Your objective: Extract every line of the entries below and copy each one exactly, but leave the pictures out of your answer.

Provided data:
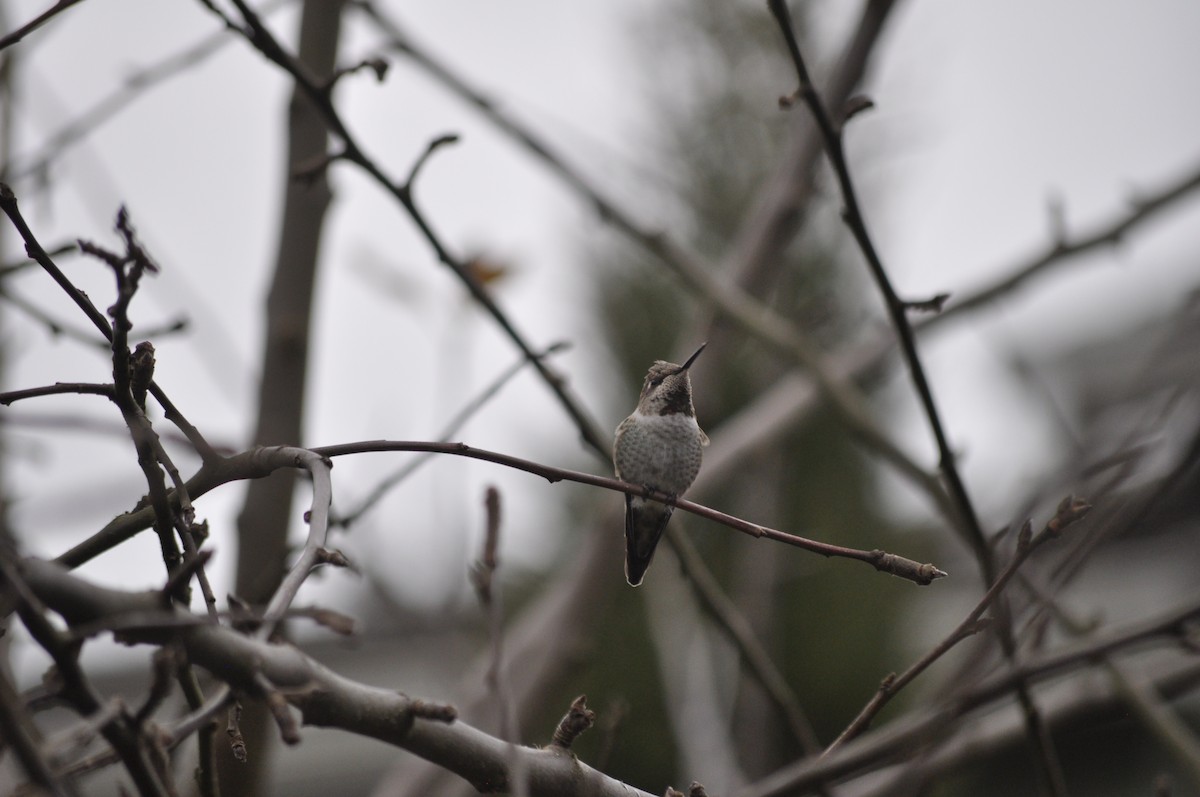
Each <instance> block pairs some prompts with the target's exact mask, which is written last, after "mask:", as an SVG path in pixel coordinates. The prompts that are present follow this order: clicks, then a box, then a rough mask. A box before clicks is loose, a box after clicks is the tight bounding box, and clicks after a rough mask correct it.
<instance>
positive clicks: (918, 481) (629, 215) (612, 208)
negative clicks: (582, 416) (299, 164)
mask: <svg viewBox="0 0 1200 797" xmlns="http://www.w3.org/2000/svg"><path fill="white" fill-rule="evenodd" d="M354 5H355V6H356V7H359V8H361V10H362V11H364V12H365V13H366V14H367V17H368V18H370V19H371V20H372V22H373V23H374V24H376V25H377V26H378V28H379V30H380V31H383V32H384V35H386V36H388V37H389V40H390V43H391V46H392V47H394V48H395V49H396V50H398V52H401V53H403V54H406V55H407V56H409V58H410V59H412V60H413V61H414V62H416V64H418V65H419V66H421V67H422V68H424V70H425V71H426V72H428V73H430V74H431V76H432V77H433V78H436V79H437V80H438V82H439V83H442V84H443V85H445V86H446V88H448V89H449V90H450V91H451V92H454V94H456V95H457V96H460V97H461V98H463V100H464V101H466V102H468V103H469V104H470V106H473V107H474V108H475V109H478V110H479V112H480V113H481V114H484V115H485V116H486V118H487V119H488V121H491V122H492V124H493V125H496V127H497V128H498V130H500V131H502V132H504V133H506V134H508V136H509V137H510V138H512V139H514V140H516V142H517V143H518V144H520V145H521V146H523V148H524V149H527V150H528V151H529V152H532V154H533V155H534V156H535V157H536V158H539V160H540V161H541V162H542V163H545V164H546V166H547V167H548V169H550V170H551V172H552V173H553V174H556V175H557V176H559V178H560V179H562V180H563V181H564V182H565V184H566V185H568V186H569V187H571V188H572V190H574V191H575V192H576V193H578V194H580V196H581V197H583V199H584V200H586V202H588V203H589V204H592V205H594V206H595V208H596V211H598V212H599V215H600V217H601V218H604V220H605V221H607V222H610V223H611V224H612V226H613V227H616V228H617V229H618V230H620V232H622V233H623V234H625V235H628V236H629V238H630V239H631V240H634V241H636V242H637V244H640V245H641V246H642V247H644V248H646V250H647V251H648V252H650V253H653V254H654V256H655V257H658V258H659V259H660V260H661V262H662V263H664V264H665V265H667V266H668V268H670V269H671V270H672V272H674V274H676V276H678V277H679V278H680V280H682V281H683V283H684V284H685V286H688V288H689V289H691V290H694V292H695V293H696V294H697V295H698V296H701V298H702V299H703V300H704V301H707V302H709V304H712V305H713V307H714V308H715V310H716V311H718V312H720V313H721V314H722V316H725V317H726V318H728V319H731V320H732V322H734V323H736V324H737V325H738V326H739V328H740V329H742V330H743V331H745V332H746V334H749V335H751V336H754V337H755V338H757V340H760V341H762V342H764V343H767V344H768V346H770V347H772V348H774V349H776V350H779V352H780V353H781V354H784V355H785V356H787V358H788V359H791V360H792V361H794V362H796V364H797V365H799V366H800V367H803V368H806V370H809V371H810V372H811V373H812V376H814V378H815V380H816V382H817V384H818V385H820V388H821V390H822V394H823V395H824V396H826V400H827V401H828V402H829V405H830V407H833V409H834V412H836V414H838V417H839V419H841V421H842V423H844V424H846V426H847V429H848V430H850V431H851V432H852V433H853V435H854V437H857V438H858V439H859V441H862V442H863V443H864V444H865V445H866V447H868V448H870V449H871V450H874V451H876V453H877V454H878V455H880V456H881V459H882V460H883V461H884V462H888V463H889V465H892V466H893V467H894V468H895V469H896V471H898V472H899V473H900V474H901V475H902V477H905V478H906V479H908V480H910V481H912V483H913V484H914V485H917V486H918V487H919V489H920V490H922V491H923V492H925V493H928V495H929V496H930V497H931V498H932V501H934V504H935V507H936V508H937V509H938V511H941V513H943V514H944V515H946V516H947V519H948V520H949V521H952V522H953V510H952V509H950V508H949V507H948V505H947V501H946V492H944V490H942V487H941V485H940V483H938V481H937V479H936V478H935V477H934V475H932V474H930V473H929V472H926V471H925V468H923V467H922V466H920V465H918V463H917V462H914V461H913V460H912V457H910V456H908V455H907V454H905V453H904V450H901V449H900V448H899V445H896V444H895V442H894V441H893V439H892V438H890V437H889V436H888V435H887V433H886V432H884V431H883V430H882V429H881V427H880V425H878V424H877V423H876V421H875V420H874V418H872V415H871V412H870V411H869V403H868V401H866V400H865V397H864V396H863V395H862V394H860V391H859V390H858V389H857V388H856V386H854V385H853V384H852V383H850V382H847V380H845V379H840V378H838V374H836V372H835V371H834V368H833V367H832V366H830V364H829V361H828V359H827V358H824V356H823V354H822V352H821V349H820V347H818V346H817V344H816V343H815V342H814V341H811V340H810V338H809V337H808V336H806V335H804V332H803V331H802V330H800V329H799V328H798V326H796V324H793V323H792V322H791V320H788V319H787V318H785V317H782V316H780V314H779V313H778V312H776V311H775V310H774V308H772V307H770V306H768V305H764V304H762V302H760V301H758V300H757V299H755V298H754V296H751V295H750V294H749V293H746V292H745V290H743V289H742V288H740V287H739V286H738V284H737V283H736V282H732V281H727V280H721V278H720V277H719V276H718V275H719V274H720V272H721V271H720V269H719V268H716V266H715V265H714V264H710V263H706V262H703V259H702V258H701V257H698V256H697V254H695V253H692V252H689V251H688V250H685V248H684V247H682V246H680V245H678V244H676V242H674V241H673V240H672V239H671V238H670V236H668V235H666V234H665V233H662V232H661V230H658V229H652V228H648V227H646V226H643V224H642V222H641V221H638V220H637V218H636V217H635V216H634V215H632V214H629V212H626V211H625V210H624V209H623V208H622V206H620V205H619V204H618V203H616V202H613V200H611V199H608V198H607V197H606V196H605V194H604V193H602V192H601V191H600V190H599V188H598V187H595V186H594V185H593V184H592V182H589V181H588V180H587V179H586V178H584V176H583V174H582V173H581V172H580V170H577V169H575V168H574V167H572V166H570V164H569V163H568V162H566V161H565V160H564V158H563V157H560V156H559V155H557V154H556V152H554V149H553V148H552V146H551V145H550V144H548V143H547V142H546V140H544V139H541V137H540V136H539V134H538V133H535V132H534V131H533V130H530V128H529V127H527V126H524V125H522V124H521V122H520V121H517V120H516V119H515V118H512V116H511V115H509V114H505V113H504V112H503V110H502V109H500V107H499V106H498V104H497V103H494V102H492V101H491V100H488V98H487V97H486V96H484V95H482V94H481V92H480V91H478V90H476V89H474V88H472V86H470V85H469V84H468V83H467V82H466V80H464V79H462V78H461V77H460V76H457V74H456V73H455V72H454V71H451V70H450V68H449V67H448V66H446V65H445V64H443V62H442V61H439V60H438V59H437V58H434V56H433V55H432V54H431V53H428V52H427V50H425V49H424V48H421V47H419V46H418V44H416V42H415V41H414V40H413V37H412V36H408V35H407V34H406V32H404V31H403V29H402V28H401V26H400V25H398V24H397V23H396V22H395V20H394V19H392V18H390V17H388V16H386V14H385V13H384V12H383V11H382V10H380V8H379V7H378V6H377V5H376V4H373V2H370V1H368V0H358V1H356V2H355V4H354ZM875 5H876V6H881V5H887V4H875ZM870 14H871V20H872V22H871V23H870V24H882V17H886V10H883V11H882V12H881V11H880V10H878V8H875V10H872V11H871V12H870ZM869 26H870V25H869ZM865 38H870V36H869V35H868V36H865ZM860 43H862V42H858V41H857V40H856V46H858V44H860ZM599 453H600V455H601V456H604V457H605V459H607V456H608V450H607V447H604V448H602V450H599Z"/></svg>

Response:
Each <instance> block pairs some prompts with the target's exact mask, which is written last, after "mask:", as an SVG path in pixel coordinates. The prompts that are present follow this order: clicks, then a box, then a rough mask. A box before clicks is loose, a box after clicks is the tight bounding box, and clicks after a rough mask correct it.
<instance>
positive clicks: (918, 481) (629, 215) (612, 208)
negative clicks: (582, 416) (299, 164)
mask: <svg viewBox="0 0 1200 797" xmlns="http://www.w3.org/2000/svg"><path fill="white" fill-rule="evenodd" d="M354 5H355V6H356V7H359V8H361V10H362V11H364V12H365V13H366V14H367V17H368V18H370V19H371V20H372V22H373V23H374V24H376V25H377V26H378V28H379V30H380V31H383V32H384V35H386V36H388V37H389V40H390V43H391V46H392V47H394V48H395V49H396V50H398V52H401V53H403V54H406V55H407V56H409V58H410V59H412V60H413V61H414V62H416V64H418V65H419V66H421V67H422V68H424V70H425V71H426V72H428V73H430V74H431V76H432V77H433V78H436V79H437V80H438V82H439V83H442V84H443V85H445V86H446V88H448V89H449V90H450V91H451V92H454V94H456V95H457V96H460V97H461V98H463V100H464V101H466V102H468V103H469V104H470V106H473V107H474V108H475V109H478V110H479V112H480V113H481V114H484V115H485V116H486V118H487V119H488V121H491V122H492V124H493V125H496V127H497V128H498V130H500V131H502V132H504V133H506V134H508V136H509V137H510V138H512V139H514V140H516V142H517V143H518V144H520V145H521V146H523V148H524V149H527V150H528V151H529V152H532V154H533V155H534V156H535V157H536V158H539V160H540V161H541V162H542V163H545V164H546V166H547V167H548V169H550V170H551V172H552V173H553V174H556V175H557V176H559V178H560V179H562V180H563V181H564V182H565V184H566V185H568V186H569V187H571V188H572V190H574V191H575V192H576V193H578V194H580V196H581V197H583V199H584V200H586V202H588V203H589V204H592V205H594V206H595V208H596V211H598V212H599V215H600V217H601V218H604V220H605V221H607V222H610V223H611V224H612V226H613V227H616V228H617V229H618V230H620V232H622V233H623V234H625V235H628V236H629V238H630V239H631V240H634V241H636V242H637V244H640V245H641V246H642V247H644V248H646V250H647V251H648V252H650V253H653V254H654V256H655V257H658V258H659V259H660V260H661V262H662V263H664V264H665V265H667V266H668V268H670V269H671V270H672V272H674V274H676V276H678V277H679V278H680V280H682V281H683V283H684V284H685V286H688V288H689V289H691V290H694V292H695V293H696V294H697V295H698V296H701V298H702V299H703V300H704V301H707V302H709V304H712V305H713V307H714V308H715V310H716V311H718V312H720V313H721V314H722V316H725V317H726V318H728V319H731V320H732V322H734V323H736V324H737V325H738V326H739V328H740V329H742V330H743V331H745V332H746V334H749V335H751V336H754V337H755V338H757V340H760V341H762V342H764V343H767V344H768V346H770V347H772V348H774V349H776V350H779V352H780V353H781V354H784V355H785V356H787V358H788V359H791V360H792V361H794V362H796V364H797V365H799V366H800V367H803V368H806V370H809V371H810V372H811V373H812V376H814V378H815V380H816V382H817V384H818V385H820V388H821V390H822V394H823V395H824V396H826V400H827V401H828V402H829V405H830V407H833V409H834V412H836V414H838V417H839V419H841V421H842V423H844V424H846V426H847V429H848V430H850V431H851V432H852V433H853V435H854V437H857V438H858V439H859V441H862V442H863V443H864V444H865V445H866V447H868V448H870V449H871V450H874V451H876V453H877V454H878V455H880V456H881V459H882V460H883V461H884V462H888V463H889V465H892V466H893V467H894V468H895V469H896V471H898V472H899V473H900V474H901V475H902V477H905V478H906V479H908V480H910V481H912V483H913V484H914V485H917V486H918V487H919V489H920V490H922V491H923V492H925V493H928V495H929V496H930V497H931V498H932V501H934V504H935V507H936V508H937V509H938V511H941V513H943V514H944V515H946V516H947V519H948V520H949V521H952V522H953V510H952V509H950V508H949V507H948V505H947V501H946V492H944V490H942V487H941V485H940V483H938V481H937V479H936V478H935V477H934V475H932V474H930V473H929V472H926V471H925V468H923V467H922V466H920V465H918V463H917V462H914V461H913V460H912V457H910V456H908V455H907V454H905V453H904V450H901V449H900V448H899V445H896V444H895V442H894V441H893V439H892V438H890V437H889V436H888V435H887V433H886V432H884V431H883V430H882V429H881V427H880V425H878V424H877V423H876V421H875V420H874V418H872V415H871V412H870V411H869V403H868V401H866V400H865V397H864V396H863V395H862V394H860V391H859V390H858V389H857V388H856V386H854V385H853V384H852V383H850V382H847V380H845V379H840V378H838V374H836V372H835V371H834V368H833V367H832V366H830V364H829V361H828V359H827V358H824V356H823V354H822V352H821V349H820V347H818V346H817V344H816V343H815V342H814V341H811V340H810V338H809V337H808V336H806V335H804V332H803V331H802V330H800V329H799V328H798V326H796V324H793V323H792V322H791V320H788V319H787V318H785V317H782V316H780V314H779V313H778V312H776V311H775V310H774V308H772V307H770V306H768V305H764V304H762V302H760V301H758V300H757V299H755V298H754V296H751V295H750V294H749V293H746V292H745V290H743V289H742V288H740V287H739V286H738V284H737V283H736V282H732V281H727V280H721V278H720V277H719V276H718V275H719V274H720V272H721V271H720V269H719V268H716V266H715V265H714V264H710V263H706V262H703V259H702V258H701V257H698V256H697V254H695V253H692V252H689V251H688V250H685V248H684V247H682V246H680V245H678V244H676V242H674V241H673V240H672V239H671V238H670V236H668V235H666V234H665V233H662V232H661V230H658V229H652V228H648V227H646V226H643V224H642V222H641V221H638V220H637V218H636V217H635V216H634V215H632V214H629V212H626V211H625V210H624V209H623V208H622V206H620V205H619V204H618V203H616V202H613V200H611V199H608V198H607V197H606V196H605V194H604V193H602V192H601V191H600V190H599V188H598V187H595V186H594V185H593V184H592V182H589V181H588V180H587V179H586V178H584V176H583V174H582V173H581V172H580V170H577V169H575V168H574V167H572V166H570V164H569V163H568V162H566V161H565V160H564V158H563V157H560V156H559V155H557V154H556V152H554V149H553V148H552V146H551V145H550V144H548V143H547V142H546V140H544V139H541V137H540V136H539V134H538V133H535V132H534V131H533V130H530V128H529V127H527V126H524V125H522V124H521V122H520V121H517V120H516V119H515V118H512V116H511V115H509V114H505V113H504V112H503V110H502V109H500V107H499V106H498V104H497V103H494V102H492V101H491V100H488V98H487V97H486V96H484V95H482V94H481V92H480V91H478V90H476V89H474V88H472V86H470V85H469V84H468V83H467V82H466V80H464V79H462V78H461V77H460V76H457V74H456V73H455V72H454V71H451V70H450V68H449V67H448V66H446V65H445V64H443V62H442V61H439V60H438V59H437V58H434V56H433V55H432V54H431V53H428V52H427V50H425V49H424V48H421V47H419V46H418V44H416V42H415V41H414V40H413V37H412V36H408V35H407V34H406V32H404V31H403V29H402V28H401V26H400V25H398V24H397V23H396V22H395V20H394V19H392V18H390V17H388V16H386V14H385V13H384V12H383V11H382V10H380V8H379V7H378V6H377V5H376V4H373V2H370V1H368V0H358V1H356V2H355V4H354ZM875 5H876V6H881V5H887V4H875ZM870 14H871V20H872V22H871V23H870V24H882V17H886V10H883V11H882V12H881V11H880V10H878V8H875V10H872V11H871V12H870ZM869 26H870V25H869ZM865 38H870V36H869V35H868V36H865ZM860 43H862V42H858V41H857V40H856V46H858V44H860ZM599 453H600V455H601V456H604V457H605V459H607V456H608V450H607V447H604V448H602V450H599Z"/></svg>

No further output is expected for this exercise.